TO DO: Write out the whole listing exactly as it stands.

Pointing records:

○ ○ ○ ○ ○

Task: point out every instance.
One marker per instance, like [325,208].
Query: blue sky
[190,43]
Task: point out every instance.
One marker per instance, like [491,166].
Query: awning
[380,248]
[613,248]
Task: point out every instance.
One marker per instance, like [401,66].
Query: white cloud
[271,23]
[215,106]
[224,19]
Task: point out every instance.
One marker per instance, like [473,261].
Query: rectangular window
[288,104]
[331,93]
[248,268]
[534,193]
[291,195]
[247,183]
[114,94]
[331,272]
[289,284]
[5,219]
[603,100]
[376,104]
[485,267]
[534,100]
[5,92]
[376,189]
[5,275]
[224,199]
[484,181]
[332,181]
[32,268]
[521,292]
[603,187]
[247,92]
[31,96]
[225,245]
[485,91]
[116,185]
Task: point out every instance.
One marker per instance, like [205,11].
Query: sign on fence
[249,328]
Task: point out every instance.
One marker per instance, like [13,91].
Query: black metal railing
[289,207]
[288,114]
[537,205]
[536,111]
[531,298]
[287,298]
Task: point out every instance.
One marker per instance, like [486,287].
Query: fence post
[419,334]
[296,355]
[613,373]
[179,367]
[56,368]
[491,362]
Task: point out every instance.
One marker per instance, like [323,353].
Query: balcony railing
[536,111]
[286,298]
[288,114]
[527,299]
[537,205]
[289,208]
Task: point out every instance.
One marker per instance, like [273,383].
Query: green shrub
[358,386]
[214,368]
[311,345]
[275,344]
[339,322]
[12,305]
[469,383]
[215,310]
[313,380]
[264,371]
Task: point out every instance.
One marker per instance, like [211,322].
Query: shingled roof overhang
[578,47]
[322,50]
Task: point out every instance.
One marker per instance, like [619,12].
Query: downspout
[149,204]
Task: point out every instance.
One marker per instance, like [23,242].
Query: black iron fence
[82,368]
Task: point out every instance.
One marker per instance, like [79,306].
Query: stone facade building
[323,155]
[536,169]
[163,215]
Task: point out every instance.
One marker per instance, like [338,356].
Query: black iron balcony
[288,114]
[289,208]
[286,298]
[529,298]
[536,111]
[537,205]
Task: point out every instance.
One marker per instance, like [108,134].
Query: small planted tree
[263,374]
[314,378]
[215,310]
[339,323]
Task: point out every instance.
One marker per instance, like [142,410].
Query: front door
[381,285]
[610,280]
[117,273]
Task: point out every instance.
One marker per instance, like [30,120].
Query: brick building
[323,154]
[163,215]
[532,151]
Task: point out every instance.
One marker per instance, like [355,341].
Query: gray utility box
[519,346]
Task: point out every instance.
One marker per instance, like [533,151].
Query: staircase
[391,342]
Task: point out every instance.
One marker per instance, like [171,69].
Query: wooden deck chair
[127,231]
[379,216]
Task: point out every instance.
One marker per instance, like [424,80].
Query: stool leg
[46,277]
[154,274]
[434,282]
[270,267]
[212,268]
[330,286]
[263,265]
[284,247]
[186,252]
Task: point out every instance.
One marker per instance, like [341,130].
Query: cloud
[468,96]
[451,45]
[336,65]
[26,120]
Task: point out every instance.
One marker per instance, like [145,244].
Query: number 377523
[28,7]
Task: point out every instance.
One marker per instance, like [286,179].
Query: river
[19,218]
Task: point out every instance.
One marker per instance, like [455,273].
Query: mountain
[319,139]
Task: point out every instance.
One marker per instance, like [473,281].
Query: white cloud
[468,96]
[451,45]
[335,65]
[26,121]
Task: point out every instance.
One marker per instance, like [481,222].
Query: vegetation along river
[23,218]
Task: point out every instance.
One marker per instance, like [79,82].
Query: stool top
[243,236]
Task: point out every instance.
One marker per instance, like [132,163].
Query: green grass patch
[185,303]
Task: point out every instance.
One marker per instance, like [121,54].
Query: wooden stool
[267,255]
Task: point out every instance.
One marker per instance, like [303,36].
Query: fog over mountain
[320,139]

○ ○ ○ ○ ○

THE RESULT:
Task: point out every instance.
One marker per instance, like [325,208].
Query: blue sky
[190,43]
Task: point out every instance.
One marker per instance, like [491,166].
Query: awning
[380,248]
[613,248]
Task: point out every instance.
One marker per instance, like [401,66].
Query: white cloud
[271,23]
[215,106]
[224,19]
Task: point out every instance.
One marker per instance, like [473,261].
Query: rectangular window
[288,104]
[331,93]
[248,268]
[534,193]
[291,195]
[247,183]
[114,94]
[331,272]
[289,284]
[5,219]
[603,100]
[376,104]
[485,267]
[534,100]
[5,92]
[376,189]
[5,275]
[224,199]
[484,181]
[332,181]
[32,268]
[521,292]
[603,187]
[247,92]
[31,96]
[225,245]
[485,91]
[116,185]
Task: point out every instance.
One marker per instance, like [205,11].
Query: sign on fence
[249,328]
Task: point out every instance.
One marker per instance, like [13,91].
Query: black metal railing
[289,207]
[288,114]
[537,205]
[536,111]
[531,298]
[287,298]
Task: point out every instance.
One marker per instance, like [486,287].
Query: fence post
[419,334]
[296,355]
[613,373]
[179,367]
[56,368]
[491,362]
Task: point out every instance.
One marker per instance, like [323,353].
Query: balcony railing
[536,111]
[286,298]
[288,114]
[527,299]
[537,205]
[289,208]
Task: point out every instance.
One marker per instance, like [273,383].
Query: green shrub
[358,386]
[214,368]
[311,345]
[275,344]
[339,322]
[12,305]
[469,383]
[215,310]
[313,380]
[264,371]
Task: point out every instance.
One marker per instance, like [211,322].
Query: shingled roof overhang
[578,47]
[322,50]
Task: point out every instance.
One marker per instance, like [619,12].
Query: downspout
[149,204]
Task: point out every instance.
One marker per instance, like [23,242].
Query: black iron fence
[82,368]
Task: point out every instance.
One marker per instance, like [79,306].
Query: stone facade building
[323,155]
[536,169]
[163,215]
Task: point out every instance.
One marker per instance, like [338,356].
Query: black iron balcony
[288,114]
[289,208]
[286,298]
[529,298]
[536,111]
[537,205]
Task: point out every instance.
One marker per instance, like [108,134].
Query: small planted tree
[263,374]
[314,378]
[215,310]
[339,323]
Task: point out every instance.
One marker per instance, like [142,410].
Query: front door
[381,285]
[610,280]
[117,273]
Task: point out every instance.
One marker per instance, like [30,120].
Query: brick building
[323,154]
[163,215]
[532,151]
Task: point out every instance.
One marker per instance, like [355,341].
Query: gray utility box
[519,346]
Task: point out every instance.
One marker per instance, like [533,151].
Query: staircase
[391,342]
Task: point out every instance.
One marker per instance, like [171,69].
Query: wooden deck chair
[127,231]
[379,216]
Task: point out every instance.
One marker per instance, like [424,80].
Query: stool leg
[46,277]
[154,274]
[434,282]
[270,267]
[212,268]
[330,286]
[263,265]
[284,247]
[186,252]
Task: point out every instance.
One marker per instance, like [341,130].
Query: cloud
[468,96]
[451,45]
[336,65]
[26,120]
Task: point out every instance.
One marker per instance, like [145,244].
Query: number 377523
[28,7]
Task: point out every instance.
One marker per instance, like [286,179].
Query: river
[19,218]
Task: point out every instance.
One marker per instance, like [455,273].
Query: mountain
[319,139]
Task: point out every instance.
One marker per instance, like [473,281].
Query: white cloud
[468,96]
[451,45]
[335,65]
[26,121]
Task: point out every instance.
One marker per instance, like [481,222].
Query: vegetation along river
[23,218]
Task: point out every instance.
One marker per instance, like [79,82].
Query: stool top
[243,236]
Task: point out every instance.
One marker per instance, like [132,163].
Query: green grass patch
[185,303]
Task: point out every instance.
One marker per instance, like [121,54].
Query: wooden stool
[267,255]
Task: point out every instance.
One marker per instance, like [303,36].
Query: fog over mountain
[320,139]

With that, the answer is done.